Dronningen (2019)

Pierwsza godzina "Królowej kier" z powodzeniem może uchodzić za spełnienie snów kinomanów. Reżyserka sięgnęła po dość popularny w kinie temat romansu między dwójką osób o dużej różnicy wieku i choć wykorzystuje wszystkie elementy znane z kina o pedofilii, to jednak na nich nie poprzestaje. Dla reżyserki stanowią one jedynie punkty orientacyjne podczas ekscytującej podróży do wnętrza ludzkiej duszy. To zaś prowadzi do tego, że "Królowa kier" w niczym nie przypomina większości filmów o podobnej tematyce.



Dzieło May el-Toukhy wyróżnia się przede wszystkim niebanalnym podejście do prezentacji ofiar i sprawców. Anne z pierwszej godziny kojarzyła mi się z charyzmatycznym wampirem. Od Draculi różni ją w zasadzie tylko to, że zamiast krwią żywi się młodością. Nagłe pojawienie się pasierba, który jeszcze jest nieletni, ale już seksualnie aktywny, uświadamia Anne, że była bardzo wygłodniała, ale nie zdawała sobie z tego sprawy. Kobieta powoli, ale nieuchronnie zbliża się do Rubikonu. I jednocześnie omotuje swoją ofiarę zupełnie tak samo jak wampir, czyniąc z chłopaka uległego i chętnego uczestnika nielegalnego aktu spółkowania.

**Materiał:**
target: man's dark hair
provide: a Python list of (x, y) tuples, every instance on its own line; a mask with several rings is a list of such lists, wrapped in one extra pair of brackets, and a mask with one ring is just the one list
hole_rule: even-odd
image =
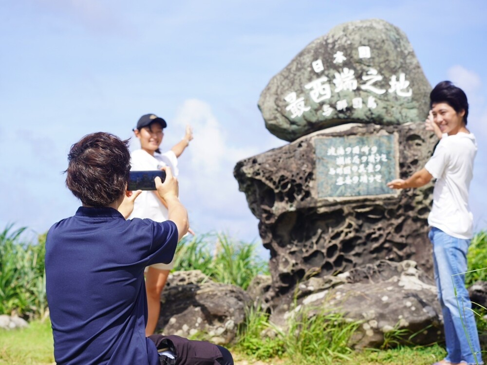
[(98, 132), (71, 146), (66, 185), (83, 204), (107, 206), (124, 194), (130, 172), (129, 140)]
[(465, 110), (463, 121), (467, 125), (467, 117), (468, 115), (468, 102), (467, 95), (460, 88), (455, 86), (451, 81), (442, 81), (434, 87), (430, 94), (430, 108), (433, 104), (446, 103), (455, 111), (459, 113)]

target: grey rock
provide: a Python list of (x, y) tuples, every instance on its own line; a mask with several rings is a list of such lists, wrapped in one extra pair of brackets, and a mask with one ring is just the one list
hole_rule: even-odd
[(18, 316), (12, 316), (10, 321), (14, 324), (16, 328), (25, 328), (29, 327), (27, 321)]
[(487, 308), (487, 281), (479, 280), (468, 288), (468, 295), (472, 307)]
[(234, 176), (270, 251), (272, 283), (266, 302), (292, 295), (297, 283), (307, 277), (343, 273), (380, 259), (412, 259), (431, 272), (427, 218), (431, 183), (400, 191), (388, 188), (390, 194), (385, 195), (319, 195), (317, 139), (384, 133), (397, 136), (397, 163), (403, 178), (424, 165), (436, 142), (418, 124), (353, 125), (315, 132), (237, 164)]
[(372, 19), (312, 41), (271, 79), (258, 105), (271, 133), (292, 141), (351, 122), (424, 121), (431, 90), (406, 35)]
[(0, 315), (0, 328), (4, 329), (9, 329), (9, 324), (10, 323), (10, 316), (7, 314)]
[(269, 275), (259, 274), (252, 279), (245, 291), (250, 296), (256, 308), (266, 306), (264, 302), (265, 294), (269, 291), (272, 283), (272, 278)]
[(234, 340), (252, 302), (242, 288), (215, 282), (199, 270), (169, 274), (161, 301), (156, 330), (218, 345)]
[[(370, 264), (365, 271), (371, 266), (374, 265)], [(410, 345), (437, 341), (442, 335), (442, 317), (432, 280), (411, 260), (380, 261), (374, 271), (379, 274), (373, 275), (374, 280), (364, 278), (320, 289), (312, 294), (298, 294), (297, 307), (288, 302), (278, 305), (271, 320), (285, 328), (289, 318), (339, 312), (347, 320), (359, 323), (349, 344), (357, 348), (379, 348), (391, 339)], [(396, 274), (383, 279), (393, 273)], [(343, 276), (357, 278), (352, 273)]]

...

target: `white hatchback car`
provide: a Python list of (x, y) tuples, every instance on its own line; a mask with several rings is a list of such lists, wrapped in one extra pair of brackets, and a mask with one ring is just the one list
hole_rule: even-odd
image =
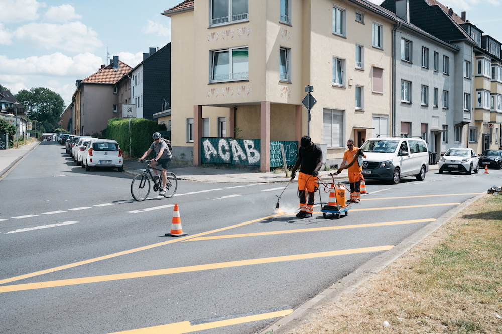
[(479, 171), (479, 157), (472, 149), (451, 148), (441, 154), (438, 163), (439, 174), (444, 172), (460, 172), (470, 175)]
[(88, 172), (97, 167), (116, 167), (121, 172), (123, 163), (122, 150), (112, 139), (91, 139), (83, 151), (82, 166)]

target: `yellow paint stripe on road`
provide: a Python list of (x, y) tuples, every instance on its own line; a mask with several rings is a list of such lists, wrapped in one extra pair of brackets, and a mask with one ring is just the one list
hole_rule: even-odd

--

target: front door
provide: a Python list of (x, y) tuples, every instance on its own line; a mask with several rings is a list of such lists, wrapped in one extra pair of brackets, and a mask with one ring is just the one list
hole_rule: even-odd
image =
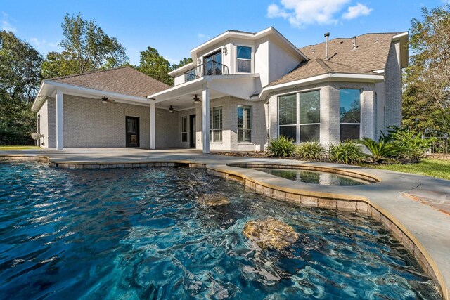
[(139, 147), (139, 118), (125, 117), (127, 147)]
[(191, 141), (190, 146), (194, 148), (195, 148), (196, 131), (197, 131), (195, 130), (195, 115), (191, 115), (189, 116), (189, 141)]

**Zadania do wykonania:**
A. Proszę ocenić, czy poniższe stwierdzenia zgadzają się z recenzją, i przy każdym zacytować rozstrzygające słowa tekstu: (i) Anne żywi się młodością; (ii) pasierb Anne jest już pełnoletni; (iii) film przypomina większość filmów o podobnej tematyce.
B. Podaj ponownie fragment recenzji od słów „Dronningen (2019)” aż po słowa „o podobnej tematyce.”, zmieniając w nim „romansu” na „związku”.
Materiał nie jest tu potrzebny.

**Odpowiedzi do zadań:**
A.
(i) Tak: „zamiast krwią żywi się młodością”.
(ii) Nie: „jeszcze jest nieletni”.
(iii) Nie: „w niczym nie przypomina większości filmów o podobnej tematyce”.

B.
Dronningen (2019)

Pierwsza godzina "Królowej kier" z powodzeniem może uchodzić za spełnienie snów kinomanów. Reżyserka sięgnęła po dość popularny w kinie temat związku między dwójką osób o dużej różnicy wieku i choć wykorzystuje wszystkie elementy znane z kina o pedofilii, to jednak na nich nie poprzestaje. Dla reżyserki stanowią one jedynie punkty orientacyjne podczas ekscytującej podróży do wnętrza ludzkiej duszy. To zaś prowadzi do tego, że "Królowa kier" w niczym nie przypomina większości filmów o podobnej tematyce.